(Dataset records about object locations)
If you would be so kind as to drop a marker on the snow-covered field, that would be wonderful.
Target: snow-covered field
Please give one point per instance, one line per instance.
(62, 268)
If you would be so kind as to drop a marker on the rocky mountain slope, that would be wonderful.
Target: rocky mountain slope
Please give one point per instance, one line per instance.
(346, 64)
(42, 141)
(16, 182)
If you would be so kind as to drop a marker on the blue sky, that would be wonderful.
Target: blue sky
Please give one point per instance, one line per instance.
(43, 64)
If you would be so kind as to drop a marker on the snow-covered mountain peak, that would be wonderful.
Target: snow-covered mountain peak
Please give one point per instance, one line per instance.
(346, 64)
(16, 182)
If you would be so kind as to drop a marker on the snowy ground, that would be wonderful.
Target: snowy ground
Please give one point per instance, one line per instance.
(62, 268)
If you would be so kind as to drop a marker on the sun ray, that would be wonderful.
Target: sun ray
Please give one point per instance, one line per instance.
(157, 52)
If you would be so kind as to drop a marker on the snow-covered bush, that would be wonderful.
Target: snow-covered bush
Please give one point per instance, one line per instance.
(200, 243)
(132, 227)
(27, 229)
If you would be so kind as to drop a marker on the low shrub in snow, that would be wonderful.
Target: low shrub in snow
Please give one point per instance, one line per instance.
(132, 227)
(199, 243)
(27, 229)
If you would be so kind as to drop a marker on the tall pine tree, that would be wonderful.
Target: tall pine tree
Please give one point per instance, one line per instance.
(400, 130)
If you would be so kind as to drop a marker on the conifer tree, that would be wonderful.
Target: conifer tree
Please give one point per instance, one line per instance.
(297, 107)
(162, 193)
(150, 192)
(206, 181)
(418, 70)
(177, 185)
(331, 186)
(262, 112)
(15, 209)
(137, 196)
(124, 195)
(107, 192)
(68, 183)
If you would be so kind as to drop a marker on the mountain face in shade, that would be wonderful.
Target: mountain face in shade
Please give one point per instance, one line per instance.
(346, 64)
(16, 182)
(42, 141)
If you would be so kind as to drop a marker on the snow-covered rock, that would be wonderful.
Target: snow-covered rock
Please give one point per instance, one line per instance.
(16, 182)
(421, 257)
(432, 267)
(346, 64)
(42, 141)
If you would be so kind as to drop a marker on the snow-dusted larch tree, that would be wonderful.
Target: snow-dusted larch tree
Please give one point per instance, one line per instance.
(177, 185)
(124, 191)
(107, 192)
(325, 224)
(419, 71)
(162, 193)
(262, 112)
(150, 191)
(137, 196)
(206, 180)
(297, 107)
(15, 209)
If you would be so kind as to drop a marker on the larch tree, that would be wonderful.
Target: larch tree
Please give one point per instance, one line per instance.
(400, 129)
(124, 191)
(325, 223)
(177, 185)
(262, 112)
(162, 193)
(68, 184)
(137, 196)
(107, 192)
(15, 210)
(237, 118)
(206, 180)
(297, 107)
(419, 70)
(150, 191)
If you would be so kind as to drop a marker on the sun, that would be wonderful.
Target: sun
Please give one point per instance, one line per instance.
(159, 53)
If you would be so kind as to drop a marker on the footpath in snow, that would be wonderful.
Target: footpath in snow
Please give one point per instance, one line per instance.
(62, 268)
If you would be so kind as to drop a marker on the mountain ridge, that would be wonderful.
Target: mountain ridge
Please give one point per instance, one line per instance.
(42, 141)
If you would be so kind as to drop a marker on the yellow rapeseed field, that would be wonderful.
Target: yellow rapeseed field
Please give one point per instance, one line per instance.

### EXERCISE BRIEF:
Repeat exactly, and only, the lines of the records above, starting with the line that contains "the larch tree, that would be wonderful." and ending with the final line, both included.

### IN RESPONSE:
If you would be so kind as to drop a marker on the larch tree, that would be wonderful.
Target: larch tree
Please give one point per instance, one line per instance.
(400, 129)
(124, 191)
(325, 223)
(177, 185)
(262, 112)
(162, 193)
(68, 184)
(137, 196)
(107, 192)
(15, 210)
(237, 118)
(206, 180)
(297, 107)
(419, 70)
(150, 191)
If you would be so kind as to drop a marker on the sun, that would be wonderful.
Target: sun
Please give one point per instance, one line per instance.
(159, 53)
If you would be so kind as to drop a marker on the footpath in snow, that would be wonderful.
Target: footpath in snow
Please give one point per instance, one line per instance.
(62, 268)
If you would be so kind as to drop a marker on the mountain ridge, that would be wonderful.
Target: mountain ridge
Please give one point per instance, one line per instance.
(42, 141)
If you would be so kind as to drop a marker on the yellow rapeseed field, that would be wonderful.
Target: yellow rapeseed field
Please give one point per instance, one line per instance.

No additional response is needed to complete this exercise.